Exercises to complete:
(1) In the forum thread about steelhead at Trout Run, what reason does the poster give for the crowd at the mouth of Elk Creek? Answer in one to three sentences.
(2) According to the steelhead forum thread, how many fish did the poster say are in the manchester hole at all times?
(3) Write the next reply in the steelhead forum thread, picking up after its last post.

# 1000 + Steelhead Stacked Like Cord Wood



## Fish On (Sep 1, 2004)

Headed over to Pa today to do some shopping with family and friends , my friends have never seen Trout Run so I had to take them there It had well over 1000+ Steelhead In it , It was so chucked full of fish you could not see the creek bottom in most spots , my friend was in " AWE " he did not want to leave ...LOL!!! There was some HOG'S in there then I showed him the mouth of Elk Creek you should of seen the guys there ..wow !!! my friend said look at all the people ....I told him stock a 1,000,000 fish get a 1,000,000 people 
Then off to Walnutz..LOL!! I showed him the manchester hole ...OMG ..he said , I told him there is easily 100+ fish in that hole at all times , stop sign hole was surrounded ..LoL !! It was like a circus


----------



## Shortdrift (Apr 5, 2004)

Trout run will get you excited! Thanks for sharing.

Data listing:

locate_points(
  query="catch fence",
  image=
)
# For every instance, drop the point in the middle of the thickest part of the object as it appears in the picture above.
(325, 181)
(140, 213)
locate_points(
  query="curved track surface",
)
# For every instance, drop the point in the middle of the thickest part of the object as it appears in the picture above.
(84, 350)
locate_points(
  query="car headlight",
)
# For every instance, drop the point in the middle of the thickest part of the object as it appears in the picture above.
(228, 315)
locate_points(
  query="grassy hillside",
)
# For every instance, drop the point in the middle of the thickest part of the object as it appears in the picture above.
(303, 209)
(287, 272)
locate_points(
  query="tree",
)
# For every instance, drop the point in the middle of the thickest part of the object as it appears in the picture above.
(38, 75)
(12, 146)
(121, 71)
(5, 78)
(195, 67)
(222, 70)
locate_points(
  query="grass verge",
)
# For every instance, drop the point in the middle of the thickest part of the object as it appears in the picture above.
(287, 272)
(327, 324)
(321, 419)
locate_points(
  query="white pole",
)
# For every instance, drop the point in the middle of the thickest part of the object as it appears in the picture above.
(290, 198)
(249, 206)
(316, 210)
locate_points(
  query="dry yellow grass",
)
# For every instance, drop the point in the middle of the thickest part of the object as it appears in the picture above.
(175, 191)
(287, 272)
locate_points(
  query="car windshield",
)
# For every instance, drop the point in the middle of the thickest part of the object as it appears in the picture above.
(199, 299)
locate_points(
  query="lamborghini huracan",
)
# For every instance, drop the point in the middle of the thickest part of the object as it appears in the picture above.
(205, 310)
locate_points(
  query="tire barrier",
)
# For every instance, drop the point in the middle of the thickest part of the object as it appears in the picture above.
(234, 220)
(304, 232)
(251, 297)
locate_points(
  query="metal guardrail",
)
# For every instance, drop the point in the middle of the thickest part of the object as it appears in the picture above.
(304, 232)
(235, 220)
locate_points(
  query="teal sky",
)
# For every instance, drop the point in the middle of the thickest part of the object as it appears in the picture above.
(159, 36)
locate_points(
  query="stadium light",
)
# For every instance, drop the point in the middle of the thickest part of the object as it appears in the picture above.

Task-by-task outputs:
(1) The poster links the crowd to the stocking. He told his friend, "stock a 1,000,000 fish get a 1,000,000 people."

(2) Easily 100+ fish.

(3)
----------



## archman (Apr 30, 2004)

Those are some awesome pictures!!! Where are all the fishermen?


----------



## Fish On (Sep 1, 2004)

archman said:


> Those are some awesome pictures!!! Where are all the fishermen?


No fishing is allowed in the creek ..NURSERY WATERS 


Here is a better description of trout run 
Trout Run 

Like Godfrey Run, Trout Run is a nursery water and fishing in the creek is prohibited. The mouth of Trout Run is the most popular place for shore fishing in the lake for steelhead and walleye. The Fish and Boat Commission maintains a nursery upstream on Trout Run, where it raises and milks steelhead. Thousands of steelhead return to Trout Run every year. This provides excellent fishing for steelhead off the mouth when the fish school trying to enter this relatively small and shallow creek. Likewise, when the fingerlings leave the creek in the spring, the walleye lurk just off-shore at night looking for an easy meal. 

If you want to see if the steelhead run has started, or if you want to see steelhead or show them to others, go to the mouth of Trout Run. In the fall the creek can be stacked with large steelhead, many with their tails sticking out of the water. It is a sight many children (and anglers) enjoy.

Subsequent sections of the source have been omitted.